═════ RECORDS FOR THE EXERCISE
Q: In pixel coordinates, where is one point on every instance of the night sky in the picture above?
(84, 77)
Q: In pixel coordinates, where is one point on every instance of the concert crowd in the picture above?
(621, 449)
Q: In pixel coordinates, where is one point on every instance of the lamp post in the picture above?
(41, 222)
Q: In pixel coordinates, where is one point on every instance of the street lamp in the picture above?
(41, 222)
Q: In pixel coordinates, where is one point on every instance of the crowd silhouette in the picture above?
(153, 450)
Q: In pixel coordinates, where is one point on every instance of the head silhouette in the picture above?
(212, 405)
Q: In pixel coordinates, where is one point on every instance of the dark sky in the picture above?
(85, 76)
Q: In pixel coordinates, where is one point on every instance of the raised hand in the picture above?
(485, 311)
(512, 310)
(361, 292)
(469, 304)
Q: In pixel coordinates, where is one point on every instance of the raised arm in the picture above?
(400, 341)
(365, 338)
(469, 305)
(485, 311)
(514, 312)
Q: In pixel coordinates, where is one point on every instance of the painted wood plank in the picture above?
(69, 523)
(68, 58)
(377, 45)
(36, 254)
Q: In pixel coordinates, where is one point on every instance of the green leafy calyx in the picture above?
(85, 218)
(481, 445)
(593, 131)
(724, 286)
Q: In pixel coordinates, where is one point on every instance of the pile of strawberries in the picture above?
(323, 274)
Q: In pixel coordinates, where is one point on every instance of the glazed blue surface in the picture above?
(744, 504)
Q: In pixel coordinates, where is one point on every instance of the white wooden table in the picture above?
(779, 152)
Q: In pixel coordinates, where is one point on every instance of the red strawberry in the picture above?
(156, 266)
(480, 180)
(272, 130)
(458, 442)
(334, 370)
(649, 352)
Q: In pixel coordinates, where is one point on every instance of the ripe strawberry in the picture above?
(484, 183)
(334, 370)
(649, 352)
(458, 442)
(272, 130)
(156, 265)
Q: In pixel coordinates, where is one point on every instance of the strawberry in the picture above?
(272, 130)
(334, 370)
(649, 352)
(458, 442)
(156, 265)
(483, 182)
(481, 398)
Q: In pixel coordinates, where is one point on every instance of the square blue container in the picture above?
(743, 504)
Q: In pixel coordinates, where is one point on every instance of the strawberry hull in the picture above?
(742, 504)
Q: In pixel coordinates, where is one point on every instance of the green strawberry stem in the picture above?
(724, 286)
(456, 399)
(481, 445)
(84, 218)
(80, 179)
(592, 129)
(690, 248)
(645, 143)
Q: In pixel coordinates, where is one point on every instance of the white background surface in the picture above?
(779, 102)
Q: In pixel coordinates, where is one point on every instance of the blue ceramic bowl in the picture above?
══════════
REQUIREMENTS
Copy out the full material exactly as it appears.

SOLUTION
Q: In pixel coordinates, where is one point on every instance of the night sky in the picture above?
(84, 77)
Q: In pixel coordinates, where is one point on every instance of the concert crowd in the picture above?
(621, 449)
Q: In pixel coordinates, where is one point on every instance of the lamp post in the picture above?
(41, 222)
Q: In pixel coordinates, where is one point on every instance of the street lamp in the picture above?
(41, 222)
Q: In pixel coordinates, where is one point on every instance of the crowd silhouette in the picture above?
(153, 450)
Q: In pixel coordinates, where is one point on every instance of the head silhouette in the picture above?
(212, 405)
Q: In pixel coordinates, where is one point on every instance of the dark sky in the picture above?
(85, 76)
Q: In pixel coordinates, where is one point on every instance of the raised hand in the picture above?
(485, 311)
(512, 310)
(361, 292)
(469, 304)
Q: In pixel coordinates, where is one point on every instance of the raised arm in the picture above?
(400, 341)
(365, 338)
(469, 305)
(485, 311)
(514, 312)
Q: In pixel coordinates, where is one point on every instance of the painted wood plank in the picture above?
(69, 523)
(68, 58)
(377, 45)
(36, 254)
Q: In pixel coordinates, where is one point on every instance of the green leafy calyx in the picture above?
(85, 218)
(481, 445)
(593, 131)
(724, 286)
Q: In pixel coordinates, where is one point on every instance of the pile of strawberries in the picture above?
(323, 274)
Q: In pixel coordinates, where is one point on every instance of the glazed blue surface in the picture above?
(744, 504)
Q: In pixel coordinates, where is one point on every instance of the white wooden table in the picture above?
(779, 152)
Q: In pixel coordinates, where is one point on every instance of the red strawberry in the picture above?
(156, 266)
(480, 180)
(272, 130)
(458, 442)
(334, 370)
(649, 352)
Q: In pixel coordinates, where is one point on every instance of the ripe strawberry in the picture above?
(484, 183)
(334, 370)
(649, 352)
(458, 442)
(272, 130)
(156, 265)
Q: In pixel coordinates, where is one point on every instance of the strawberry in the picture above?
(272, 130)
(334, 370)
(649, 352)
(458, 442)
(156, 265)
(483, 182)
(481, 398)
Q: In pixel coordinates, where is one point on every instance of the square blue container in the picture above?
(743, 504)
Q: In pixel coordinates, where is one point on every instance of the strawberry hull in the picture above?
(742, 504)
Q: In pixel coordinates, where is one point on every instance of the green strawberry stem in the picture above?
(724, 286)
(456, 399)
(481, 445)
(84, 218)
(80, 179)
(592, 129)
(690, 248)
(645, 143)
Q: In pixel coordinates, where is one point on every instance of the white background surface in the picture above?
(779, 102)
Q: In pixel coordinates, where is one point on every instance of the blue ceramic bowl in the picture above?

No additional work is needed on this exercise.